START EXCERPTED RECORDS

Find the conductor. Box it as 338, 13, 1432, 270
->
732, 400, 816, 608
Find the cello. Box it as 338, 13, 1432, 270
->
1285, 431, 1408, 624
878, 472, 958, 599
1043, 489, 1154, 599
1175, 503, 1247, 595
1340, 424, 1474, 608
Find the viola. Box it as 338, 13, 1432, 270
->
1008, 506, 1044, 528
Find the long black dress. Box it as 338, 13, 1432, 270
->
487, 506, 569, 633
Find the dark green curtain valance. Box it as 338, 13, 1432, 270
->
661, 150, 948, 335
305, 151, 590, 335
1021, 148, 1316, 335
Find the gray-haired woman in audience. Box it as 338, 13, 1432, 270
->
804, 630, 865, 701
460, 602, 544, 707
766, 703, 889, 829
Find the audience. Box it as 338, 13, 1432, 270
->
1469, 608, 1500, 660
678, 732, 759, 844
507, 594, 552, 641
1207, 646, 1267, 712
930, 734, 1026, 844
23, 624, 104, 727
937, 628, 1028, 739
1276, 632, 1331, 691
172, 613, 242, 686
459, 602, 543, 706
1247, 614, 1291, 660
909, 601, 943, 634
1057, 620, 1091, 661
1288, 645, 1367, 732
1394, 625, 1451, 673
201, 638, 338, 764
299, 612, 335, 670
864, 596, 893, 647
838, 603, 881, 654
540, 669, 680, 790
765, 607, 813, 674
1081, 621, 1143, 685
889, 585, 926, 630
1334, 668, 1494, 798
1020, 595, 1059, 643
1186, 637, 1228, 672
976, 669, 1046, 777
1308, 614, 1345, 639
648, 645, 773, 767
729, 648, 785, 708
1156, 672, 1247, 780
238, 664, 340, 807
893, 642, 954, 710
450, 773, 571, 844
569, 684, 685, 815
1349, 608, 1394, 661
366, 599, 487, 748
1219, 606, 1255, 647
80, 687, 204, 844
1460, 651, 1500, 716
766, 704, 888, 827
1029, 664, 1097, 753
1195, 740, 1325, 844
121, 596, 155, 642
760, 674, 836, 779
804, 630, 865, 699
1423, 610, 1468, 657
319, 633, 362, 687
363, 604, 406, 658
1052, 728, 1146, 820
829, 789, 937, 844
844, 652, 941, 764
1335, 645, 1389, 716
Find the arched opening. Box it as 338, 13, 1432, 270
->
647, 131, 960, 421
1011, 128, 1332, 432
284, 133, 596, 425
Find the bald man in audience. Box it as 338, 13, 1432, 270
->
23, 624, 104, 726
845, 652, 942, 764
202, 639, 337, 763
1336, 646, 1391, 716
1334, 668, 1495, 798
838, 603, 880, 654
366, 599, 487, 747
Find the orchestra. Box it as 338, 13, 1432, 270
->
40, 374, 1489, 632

END EXCERPTED RECORDS

• [TASK INSTRUCTIONS]:
All of the material above is to be retyped word for word.

• [WRITTEN ANSWER]:
Find the conductor. Box it as 338, 13, 1432, 270
->
732, 400, 816, 608
Find the cello. Box it as 338, 13, 1432, 270
->
1285, 431, 1408, 624
878, 472, 958, 599
1043, 489, 1154, 599
1175, 503, 1247, 595
1340, 424, 1474, 608
Find the viola. Box it as 338, 13, 1432, 270
->
1008, 506, 1044, 528
Find the long black dress. Box it as 338, 13, 1432, 270
->
487, 506, 569, 633
Find the dark green curtain valance. Box it as 338, 13, 1432, 270
->
661, 150, 948, 335
305, 151, 590, 335
1021, 148, 1316, 335
Find the gray-haired woman in audience. Box it as 338, 13, 1432, 270
->
804, 630, 865, 701
460, 602, 544, 707
766, 703, 889, 829
Find the audience. Box it as 338, 13, 1432, 270
->
1469, 608, 1500, 660
678, 732, 759, 844
507, 594, 552, 641
1207, 646, 1267, 712
930, 734, 1026, 844
23, 624, 104, 727
937, 628, 1028, 739
1276, 632, 1331, 691
172, 613, 242, 686
459, 602, 543, 706
1247, 614, 1291, 660
909, 601, 943, 634
1057, 620, 1091, 661
1288, 645, 1367, 732
1394, 625, 1451, 673
201, 638, 338, 764
299, 612, 335, 670
864, 596, 893, 647
838, 603, 881, 654
540, 669, 680, 790
765, 607, 813, 674
1081, 621, 1143, 685
889, 585, 926, 630
1334, 668, 1494, 798
1020, 595, 1059, 643
1186, 637, 1228, 672
976, 669, 1046, 777
1308, 614, 1345, 639
648, 645, 773, 767
729, 648, 785, 708
1156, 672, 1247, 780
238, 664, 340, 807
893, 642, 954, 710
450, 773, 571, 844
569, 684, 685, 815
1349, 608, 1394, 661
366, 599, 487, 748
1219, 606, 1255, 647
80, 687, 204, 844
1460, 651, 1500, 716
766, 704, 888, 827
1029, 664, 1097, 753
1195, 740, 1325, 844
121, 596, 155, 642
760, 674, 836, 779
804, 630, 865, 699
1423, 610, 1468, 657
319, 633, 362, 687
363, 604, 406, 658
1052, 728, 1146, 820
829, 789, 937, 844
844, 652, 941, 764
1335, 645, 1389, 716
Find the arched opening. Box it as 338, 13, 1432, 270
->
647, 131, 960, 421
1011, 128, 1332, 432
284, 133, 596, 425
Find the bald man in audience. Box it as 338, 13, 1432, 270
->
23, 624, 104, 726
845, 652, 942, 764
202, 639, 337, 763
1336, 646, 1391, 716
1334, 668, 1495, 798
838, 603, 880, 654
366, 599, 487, 747
Find the orchestra. Box it as 338, 13, 1432, 270
->
40, 374, 1489, 632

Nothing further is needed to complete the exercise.